● Source excerpt
----
Search code examples
regexcapturing-group

Regex Capturing Group with alternative doesn't match


I have the following string where I want to match the valid <key>:<value> pairs.

A valid <key> is anything with a non-whitespace character followed by :
A valid <value> is either enclosed in [] or a string without whitespaces.

key1:value1 key#2:@value#2 nyet key3:[@value#3, value4] key4:[value5] :bar

Basically I want to match everything except nyet and :bar

I came up with following regex \S+:(\S+|\[[^]]+\]) but it doesn't seem to match the expression in key3:[@value#3, value4]. In the capturing group, the second alternative \[[^]]+\] should match this expression, so I don't understand why it doesn't match.

The following regex works: \S+:([^([ )]+|\[[^\]]+\]) but doesn't feel elegant.

Questions:

  1. Why does the first regex \S+:(\S+|\[[^]]+\]) not work?
  2. How would a more elegant solution look to match the key value pairs?

Solution

  • In the pattern you can switch the alternatives \S+:(\[[^]]+\]|\S+) but is would also match the [] in that case.

    You could also exclude matching the : in the first part [^\s:]+:(\[[^]]+]|\S+) using a negated character class.
----
Recorded data:
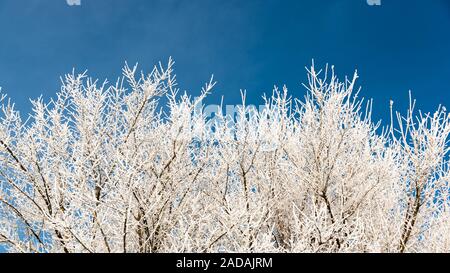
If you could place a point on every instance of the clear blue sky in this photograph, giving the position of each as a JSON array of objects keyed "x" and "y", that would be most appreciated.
[{"x": 246, "y": 44}]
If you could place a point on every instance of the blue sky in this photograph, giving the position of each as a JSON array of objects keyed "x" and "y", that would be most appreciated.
[{"x": 246, "y": 44}]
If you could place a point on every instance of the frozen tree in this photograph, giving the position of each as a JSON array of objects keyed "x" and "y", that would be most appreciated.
[{"x": 105, "y": 168}]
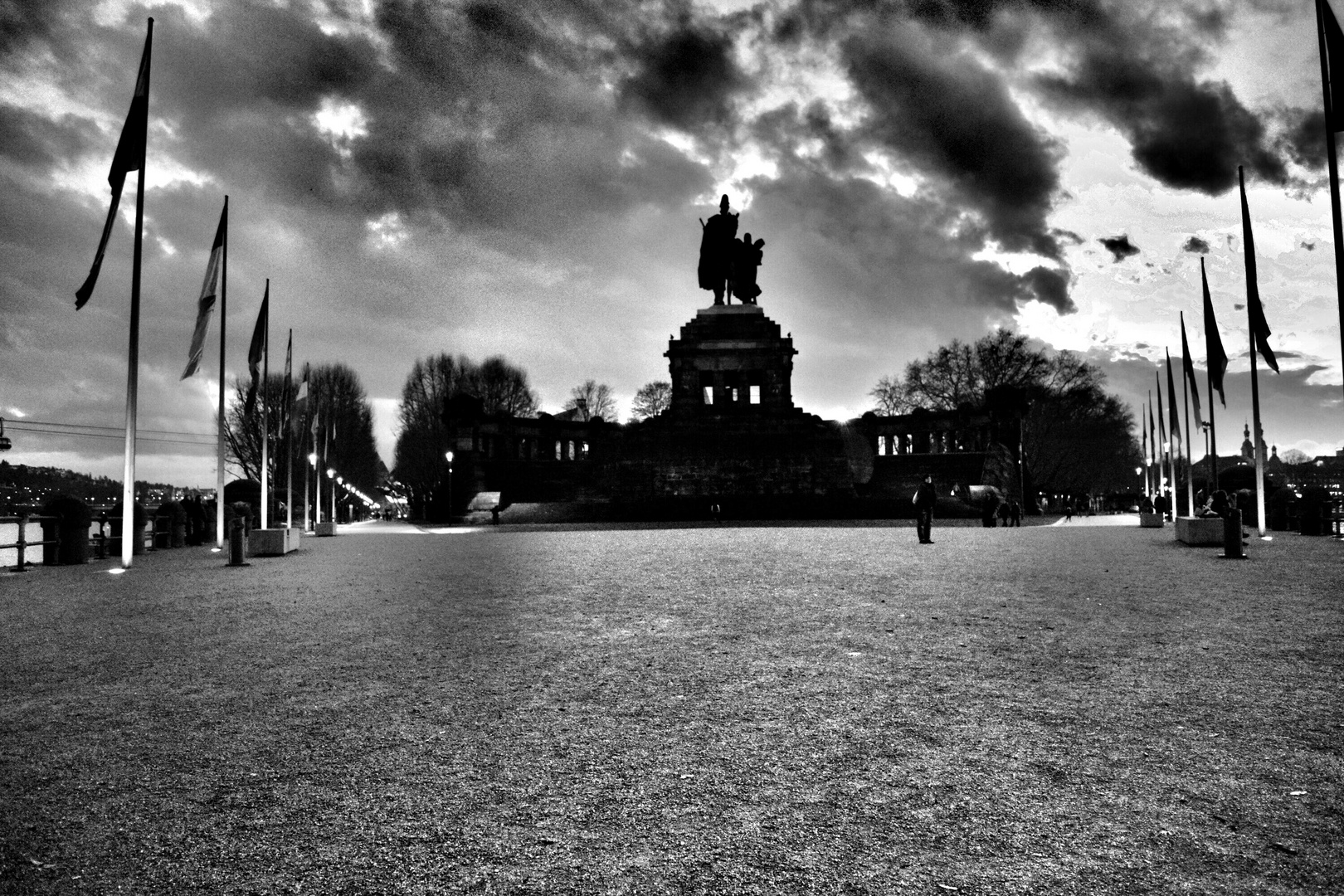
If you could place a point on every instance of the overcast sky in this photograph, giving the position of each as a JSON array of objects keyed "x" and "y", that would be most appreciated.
[{"x": 523, "y": 179}]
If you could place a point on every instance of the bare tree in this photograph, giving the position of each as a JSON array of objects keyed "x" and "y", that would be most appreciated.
[
  {"x": 1294, "y": 455},
  {"x": 890, "y": 397},
  {"x": 1075, "y": 437},
  {"x": 592, "y": 399},
  {"x": 650, "y": 401}
]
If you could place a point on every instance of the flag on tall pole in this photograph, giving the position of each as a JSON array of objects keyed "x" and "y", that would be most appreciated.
[
  {"x": 128, "y": 156},
  {"x": 1259, "y": 327},
  {"x": 1259, "y": 342},
  {"x": 1161, "y": 434},
  {"x": 1191, "y": 388},
  {"x": 1176, "y": 434},
  {"x": 1188, "y": 366},
  {"x": 223, "y": 317},
  {"x": 1144, "y": 453},
  {"x": 260, "y": 351},
  {"x": 1332, "y": 85},
  {"x": 1215, "y": 359},
  {"x": 1152, "y": 445},
  {"x": 288, "y": 430},
  {"x": 208, "y": 292},
  {"x": 257, "y": 349},
  {"x": 300, "y": 405}
]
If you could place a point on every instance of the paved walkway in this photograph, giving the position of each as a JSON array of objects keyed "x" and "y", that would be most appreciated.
[{"x": 1103, "y": 519}]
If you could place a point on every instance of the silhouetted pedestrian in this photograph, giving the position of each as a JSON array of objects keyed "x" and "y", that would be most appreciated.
[{"x": 925, "y": 500}]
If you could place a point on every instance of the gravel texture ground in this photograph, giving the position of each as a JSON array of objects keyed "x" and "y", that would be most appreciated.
[{"x": 704, "y": 709}]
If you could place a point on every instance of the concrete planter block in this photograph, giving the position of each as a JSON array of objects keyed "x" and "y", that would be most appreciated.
[
  {"x": 269, "y": 543},
  {"x": 1196, "y": 531}
]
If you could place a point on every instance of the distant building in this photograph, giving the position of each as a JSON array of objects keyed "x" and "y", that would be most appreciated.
[{"x": 730, "y": 437}]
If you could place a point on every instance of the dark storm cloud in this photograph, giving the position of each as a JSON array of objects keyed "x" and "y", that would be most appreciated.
[
  {"x": 1185, "y": 132},
  {"x": 509, "y": 117},
  {"x": 1304, "y": 137},
  {"x": 1118, "y": 246},
  {"x": 956, "y": 121},
  {"x": 888, "y": 256},
  {"x": 24, "y": 22},
  {"x": 687, "y": 78},
  {"x": 41, "y": 144}
]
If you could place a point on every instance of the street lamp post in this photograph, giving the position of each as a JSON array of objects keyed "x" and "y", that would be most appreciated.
[
  {"x": 308, "y": 481},
  {"x": 448, "y": 455}
]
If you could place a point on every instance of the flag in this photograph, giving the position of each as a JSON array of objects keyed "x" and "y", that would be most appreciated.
[
  {"x": 300, "y": 403},
  {"x": 207, "y": 296},
  {"x": 290, "y": 377},
  {"x": 129, "y": 156},
  {"x": 1214, "y": 355},
  {"x": 1175, "y": 414},
  {"x": 1333, "y": 54},
  {"x": 1161, "y": 422},
  {"x": 257, "y": 348},
  {"x": 1152, "y": 429},
  {"x": 1190, "y": 371},
  {"x": 1259, "y": 327},
  {"x": 1146, "y": 433}
]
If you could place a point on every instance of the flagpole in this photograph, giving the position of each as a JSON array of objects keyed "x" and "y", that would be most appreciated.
[
  {"x": 290, "y": 440},
  {"x": 1174, "y": 426},
  {"x": 1333, "y": 168},
  {"x": 1190, "y": 448},
  {"x": 334, "y": 485},
  {"x": 1164, "y": 455},
  {"x": 318, "y": 480},
  {"x": 265, "y": 421},
  {"x": 1144, "y": 453},
  {"x": 1152, "y": 445},
  {"x": 223, "y": 308},
  {"x": 1213, "y": 438},
  {"x": 1252, "y": 306},
  {"x": 128, "y": 486},
  {"x": 1255, "y": 444},
  {"x": 307, "y": 485}
]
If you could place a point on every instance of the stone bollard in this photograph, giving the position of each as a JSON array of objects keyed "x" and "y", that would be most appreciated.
[
  {"x": 236, "y": 542},
  {"x": 1233, "y": 536}
]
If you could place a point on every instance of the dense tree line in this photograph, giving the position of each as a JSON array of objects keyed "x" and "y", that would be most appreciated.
[
  {"x": 652, "y": 399},
  {"x": 1075, "y": 436},
  {"x": 344, "y": 429},
  {"x": 420, "y": 464}
]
----
● What you will do
**1.** Could you lay out the entries, from the line containing "of the dense" up to and including the final line of the entries, as a JSON list of strings with one string per line and blank lines left out?
**2.** Could you proceed with the thread on matching key-value pairs by regex, picking up right after its last sentence?

● Responses in order
**1.**
[
  "If you could place a point on every instance of the dense tree line in this photograph, giving the position of each as a JSON array of objects keyed \"x\" and \"y\", that would be most appreciated.",
  "[",
  "  {\"x\": 652, \"y\": 399},",
  "  {\"x\": 1075, \"y\": 436},",
  "  {\"x\": 344, \"y\": 429},",
  "  {\"x\": 420, \"y\": 464}",
  "]"
]

**2.**
    For the groups, you could use an alternation and check for the existence of group 2 or group 3 for the value.

    ([^\s:]+):(?:\[([^][]+)]|(\S+))
    

    The pattern matches:

    • ([^\s:]+) Capture group 1, match any char except a whitespace char or :
    • : Match the :
    • (?: Non capture group
      • \[([^][]+)] Match [ capture in group 2 any char except [ and ] and match the closing ]
      • | or
      • (\S+) Capture 1+ non whitespace chars in group 3
    • ) Close non capture group

    Regex demo


    If an conditional is supported, you could check if group 2 has captured a [. If it did, you can capture any char except the brackets in group 3.

    The values you want are then in group 1 and group 3.

    ([^\s:]+):(?:(\[)(?=[^][]*]))?((?(2)[^][]+|\S+))\]?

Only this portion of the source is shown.